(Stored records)
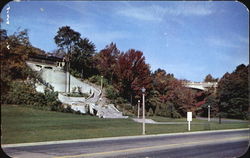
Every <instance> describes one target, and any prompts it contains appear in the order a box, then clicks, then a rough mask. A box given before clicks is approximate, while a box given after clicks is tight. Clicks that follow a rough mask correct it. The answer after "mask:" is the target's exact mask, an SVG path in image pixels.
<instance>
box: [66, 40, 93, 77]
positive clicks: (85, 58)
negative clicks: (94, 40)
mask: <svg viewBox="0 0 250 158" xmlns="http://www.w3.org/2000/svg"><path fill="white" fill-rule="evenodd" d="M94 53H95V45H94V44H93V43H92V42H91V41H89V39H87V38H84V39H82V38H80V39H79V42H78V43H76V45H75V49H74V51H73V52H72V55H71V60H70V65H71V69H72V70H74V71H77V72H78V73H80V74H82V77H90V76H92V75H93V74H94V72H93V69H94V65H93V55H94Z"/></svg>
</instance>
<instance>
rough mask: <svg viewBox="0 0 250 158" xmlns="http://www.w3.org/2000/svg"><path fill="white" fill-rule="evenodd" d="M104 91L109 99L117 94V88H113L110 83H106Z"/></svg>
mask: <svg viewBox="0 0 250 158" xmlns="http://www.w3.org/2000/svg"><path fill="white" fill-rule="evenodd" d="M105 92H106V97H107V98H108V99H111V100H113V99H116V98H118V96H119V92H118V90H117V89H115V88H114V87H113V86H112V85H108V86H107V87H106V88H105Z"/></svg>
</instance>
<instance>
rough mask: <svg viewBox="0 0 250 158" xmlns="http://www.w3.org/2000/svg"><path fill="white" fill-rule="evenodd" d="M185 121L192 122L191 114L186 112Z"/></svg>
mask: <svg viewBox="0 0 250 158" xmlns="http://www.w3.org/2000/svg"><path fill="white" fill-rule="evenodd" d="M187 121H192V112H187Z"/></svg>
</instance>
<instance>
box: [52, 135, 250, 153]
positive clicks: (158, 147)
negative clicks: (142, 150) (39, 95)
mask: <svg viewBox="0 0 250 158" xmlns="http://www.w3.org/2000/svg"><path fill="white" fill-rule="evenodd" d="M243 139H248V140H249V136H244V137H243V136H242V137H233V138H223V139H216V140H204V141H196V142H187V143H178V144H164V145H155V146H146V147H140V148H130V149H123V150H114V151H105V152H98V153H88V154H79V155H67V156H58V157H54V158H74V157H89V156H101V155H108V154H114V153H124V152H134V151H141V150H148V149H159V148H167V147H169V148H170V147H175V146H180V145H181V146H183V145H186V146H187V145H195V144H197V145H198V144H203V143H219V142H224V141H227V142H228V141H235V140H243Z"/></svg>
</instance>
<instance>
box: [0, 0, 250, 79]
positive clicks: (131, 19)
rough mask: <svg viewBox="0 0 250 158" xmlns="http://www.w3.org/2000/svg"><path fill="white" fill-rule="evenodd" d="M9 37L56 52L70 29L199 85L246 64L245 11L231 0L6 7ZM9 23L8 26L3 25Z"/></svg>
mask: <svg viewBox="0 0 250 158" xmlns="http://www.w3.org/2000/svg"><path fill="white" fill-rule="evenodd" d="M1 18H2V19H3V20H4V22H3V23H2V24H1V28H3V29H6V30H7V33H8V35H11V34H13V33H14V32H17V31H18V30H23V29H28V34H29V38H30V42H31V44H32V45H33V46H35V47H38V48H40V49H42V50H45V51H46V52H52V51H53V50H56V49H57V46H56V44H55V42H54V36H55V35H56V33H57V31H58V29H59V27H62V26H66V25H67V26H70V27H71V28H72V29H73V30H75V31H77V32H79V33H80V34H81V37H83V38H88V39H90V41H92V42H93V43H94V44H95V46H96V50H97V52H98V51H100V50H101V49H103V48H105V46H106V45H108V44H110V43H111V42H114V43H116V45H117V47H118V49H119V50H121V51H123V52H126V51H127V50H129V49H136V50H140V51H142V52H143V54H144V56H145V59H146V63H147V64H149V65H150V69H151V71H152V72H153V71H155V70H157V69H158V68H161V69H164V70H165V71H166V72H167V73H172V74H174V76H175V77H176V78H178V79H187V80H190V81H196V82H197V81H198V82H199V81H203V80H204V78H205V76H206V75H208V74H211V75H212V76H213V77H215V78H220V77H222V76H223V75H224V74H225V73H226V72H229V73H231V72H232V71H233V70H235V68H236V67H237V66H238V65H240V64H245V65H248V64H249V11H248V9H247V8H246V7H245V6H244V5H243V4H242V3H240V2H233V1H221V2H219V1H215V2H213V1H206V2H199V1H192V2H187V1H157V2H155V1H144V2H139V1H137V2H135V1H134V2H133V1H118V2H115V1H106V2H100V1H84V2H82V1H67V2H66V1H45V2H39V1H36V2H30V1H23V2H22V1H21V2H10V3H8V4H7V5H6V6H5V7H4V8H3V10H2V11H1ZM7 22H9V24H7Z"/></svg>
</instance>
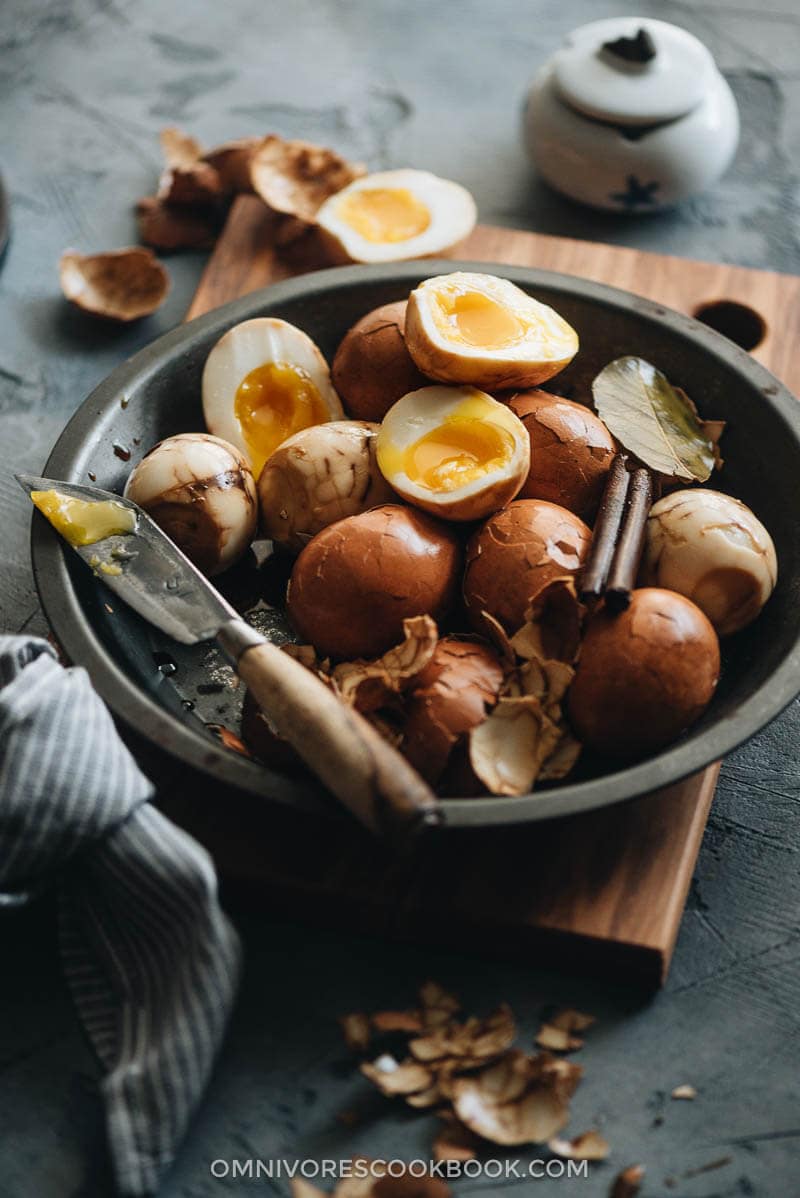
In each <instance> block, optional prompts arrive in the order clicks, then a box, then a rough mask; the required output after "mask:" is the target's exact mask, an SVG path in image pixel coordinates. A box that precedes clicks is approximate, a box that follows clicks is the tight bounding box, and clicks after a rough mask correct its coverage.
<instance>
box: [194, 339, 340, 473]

● YOUR INSTRUCTIONS: Leave the pictures out, and transcribe each of the records exactly.

● TASK RESULT:
Every <instance> describes one target, and any prompts it contains appear in the order a box, then clicks, then a rough mask. A box given before clicks is approximate, while a box given after clicks is tight. Clicks that follow a rough mask correct it. The answer after "mask:" is the target's exact mask, an SVG path in image pixels.
<instance>
box: [66, 40, 93, 77]
positive clicks: (85, 58)
negative clicks: (94, 40)
mask: <svg viewBox="0 0 250 158" xmlns="http://www.w3.org/2000/svg"><path fill="white" fill-rule="evenodd" d="M94 53H95V45H94V44H93V43H92V42H91V41H89V39H87V38H84V39H82V38H80V39H79V42H78V43H76V45H75V49H74V51H73V52H72V55H71V60H70V65H71V69H72V70H74V71H77V72H78V73H80V74H82V77H90V76H92V75H93V74H94V72H93V69H94V65H93V55H94Z"/></svg>
</instance>
<instance>
rough mask: <svg viewBox="0 0 250 158" xmlns="http://www.w3.org/2000/svg"><path fill="white" fill-rule="evenodd" d="M104 91L109 99L117 94V88H113L110 83H106Z"/></svg>
mask: <svg viewBox="0 0 250 158" xmlns="http://www.w3.org/2000/svg"><path fill="white" fill-rule="evenodd" d="M105 92H106V97H107V98H108V99H111V100H113V99H116V98H118V96H119V92H118V90H117V89H115V88H114V87H113V86H112V85H108V86H107V87H106V88H105Z"/></svg>
</instance>
<instance>
rough mask: <svg viewBox="0 0 250 158" xmlns="http://www.w3.org/2000/svg"><path fill="white" fill-rule="evenodd" d="M185 121L192 122L191 114L186 112Z"/></svg>
mask: <svg viewBox="0 0 250 158" xmlns="http://www.w3.org/2000/svg"><path fill="white" fill-rule="evenodd" d="M187 121H192V112H187Z"/></svg>
</instance>
<instance>
box: [52, 135, 250, 153]
positive clicks: (158, 147)
negative clicks: (142, 150) (39, 95)
mask: <svg viewBox="0 0 250 158" xmlns="http://www.w3.org/2000/svg"><path fill="white" fill-rule="evenodd" d="M243 139H248V140H249V136H244V137H243V136H242V137H233V138H223V139H216V140H204V141H196V142H187V143H178V144H164V145H155V146H146V147H140V148H130V149H123V150H114V151H105V152H98V153H88V154H79V155H67V156H58V157H54V158H74V157H89V156H101V155H108V154H114V153H124V152H134V151H141V150H148V149H159V148H167V147H169V148H170V147H175V146H180V145H181V146H183V145H186V146H187V145H195V144H197V145H198V144H203V143H219V142H224V141H227V142H228V141H235V140H243Z"/></svg>
</instance>
<instance>
box: [0, 0, 250, 79]
positive clicks: (131, 19)
rough mask: <svg viewBox="0 0 250 158" xmlns="http://www.w3.org/2000/svg"><path fill="white" fill-rule="evenodd" d="M9 37L56 52L70 29L199 85L246 64L245 11L231 0L6 7ZM9 23L8 26L3 25Z"/></svg>
mask: <svg viewBox="0 0 250 158" xmlns="http://www.w3.org/2000/svg"><path fill="white" fill-rule="evenodd" d="M1 18H2V19H3V20H4V22H3V23H2V24H1V28H3V29H6V30H7V33H8V35H11V34H13V33H14V32H17V31H18V30H23V29H28V34H29V38H30V42H31V44H32V45H33V46H35V47H38V48H40V49H42V50H45V51H46V52H52V51H53V50H56V49H57V46H56V44H55V42H54V36H55V35H56V33H57V31H58V29H59V27H62V26H66V25H67V26H70V27H71V28H72V29H73V30H75V31H77V32H79V33H80V34H81V37H83V38H88V39H90V41H92V42H93V43H94V44H95V46H96V50H97V52H98V51H100V50H101V49H103V48H105V46H106V45H108V44H110V43H111V42H114V43H116V45H117V47H118V49H119V50H121V51H123V52H126V51H127V50H129V49H136V50H140V51H142V52H143V54H144V56H145V59H146V63H147V64H149V65H150V69H151V71H152V72H153V71H155V70H157V69H158V68H161V69H164V70H165V71H166V72H167V73H172V74H174V76H175V77H176V78H178V79H187V80H190V81H196V82H197V81H198V82H199V81H203V80H204V78H205V76H206V75H208V74H211V75H212V76H213V77H215V78H220V77H222V76H223V75H224V74H225V73H226V72H229V73H231V72H232V71H233V70H235V68H236V67H237V66H238V65H240V64H245V65H248V64H249V11H248V9H247V8H246V7H245V6H244V5H243V4H242V3H240V2H233V1H221V2H219V1H215V2H213V1H206V2H199V1H192V2H187V1H157V2H155V1H144V2H139V1H137V2H135V1H134V2H133V1H118V2H115V1H106V2H100V1H84V2H82V1H67V2H66V1H45V2H39V1H36V2H30V1H23V2H22V1H21V2H10V3H8V4H7V5H6V6H5V7H4V8H3V10H2V11H1ZM7 22H9V24H7Z"/></svg>
</instance>
In each <instance> block, optional prompts arrive in the order clicks, then a box, then a rough mask; the required output after "mask:" is the target's exact mask, an SVG path in image pixel coordinates. A box that precedes clicks is approximate, a box that follows clicks is the tight bounding box, and clicks after a rough mask correct its coverage.
<instance>
box: [194, 339, 340, 473]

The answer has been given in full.